**WRITTEN REQUEST:**
Can you put every line of the records below into a Markdown table with the columns Row and Record line, numbering each row, skipping blank lines, and leaving the pictures out?

**LISTED RECORDS:**
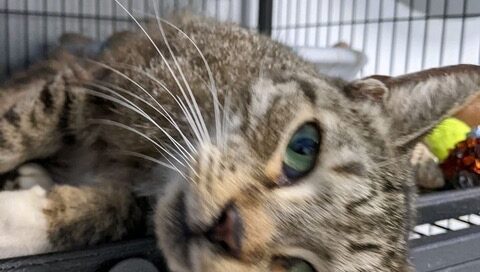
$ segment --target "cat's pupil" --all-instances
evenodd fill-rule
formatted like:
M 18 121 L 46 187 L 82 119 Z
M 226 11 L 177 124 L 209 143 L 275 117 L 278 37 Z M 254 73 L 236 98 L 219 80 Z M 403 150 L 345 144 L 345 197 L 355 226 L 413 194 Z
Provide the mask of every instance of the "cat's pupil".
M 309 138 L 301 138 L 290 144 L 290 149 L 301 155 L 312 155 L 318 144 Z

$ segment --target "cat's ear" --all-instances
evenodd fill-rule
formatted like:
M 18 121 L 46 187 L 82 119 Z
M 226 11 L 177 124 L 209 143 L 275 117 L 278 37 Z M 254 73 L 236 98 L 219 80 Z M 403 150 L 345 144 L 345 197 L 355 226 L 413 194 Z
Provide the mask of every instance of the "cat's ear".
M 480 94 L 480 66 L 455 65 L 400 77 L 373 76 L 352 82 L 346 94 L 383 104 L 393 121 L 395 143 L 411 146 Z

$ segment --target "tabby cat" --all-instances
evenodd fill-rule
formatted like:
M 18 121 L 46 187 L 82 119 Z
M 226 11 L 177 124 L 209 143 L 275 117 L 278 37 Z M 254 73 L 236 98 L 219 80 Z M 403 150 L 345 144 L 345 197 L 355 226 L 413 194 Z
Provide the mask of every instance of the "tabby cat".
M 125 238 L 154 195 L 171 271 L 410 271 L 410 154 L 480 67 L 348 83 L 235 25 L 172 22 L 67 35 L 2 87 L 0 256 Z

**OUTPUT OF THE TASK:**
| Row | Record line |
|---|---|
| 1 | $ segment --target "cat's pupil" --all-instances |
| 2 | evenodd fill-rule |
| 3 | formatted like: |
| 4 | M 18 121 L 46 187 L 82 119 Z |
| 5 | M 226 11 L 177 124 L 209 143 L 275 117 L 278 37 Z M 254 73 L 236 98 L 219 80 Z M 403 150 L 345 144 L 345 197 L 355 226 L 413 194 Z |
| 6 | Provide the mask of every instance of the "cat's pupil". |
| 7 | M 309 138 L 301 138 L 290 144 L 290 149 L 301 155 L 312 155 L 318 144 Z |
| 8 | $ segment --target "cat's ear" --all-instances |
| 9 | evenodd fill-rule |
| 10 | formatted like: |
| 11 | M 18 121 L 46 187 L 82 119 Z |
| 12 | M 226 11 L 177 124 L 209 143 L 275 117 L 278 37 Z M 254 73 L 236 98 L 219 80 Z M 403 150 L 345 144 L 345 197 L 355 226 L 413 194 Z |
| 13 | Provide the mask of every instance of the "cat's ear". |
| 14 | M 480 94 L 480 66 L 455 65 L 400 77 L 373 76 L 352 82 L 346 94 L 383 104 L 393 121 L 395 143 L 411 146 Z |
| 15 | $ segment --target "tabby cat" --all-instances |
| 16 | evenodd fill-rule |
| 17 | formatted like: |
| 18 | M 18 121 L 46 187 L 82 119 Z |
| 19 | M 226 11 L 177 124 L 209 143 L 275 117 L 278 37 Z M 254 73 L 236 98 L 219 80 Z M 403 150 L 345 144 L 345 197 L 355 226 L 413 194 Z |
| 20 | Provide the mask of every instance of the "tabby cat". |
| 21 | M 125 238 L 154 195 L 171 271 L 410 271 L 410 154 L 480 67 L 348 83 L 235 25 L 172 22 L 67 35 L 2 87 L 0 256 Z |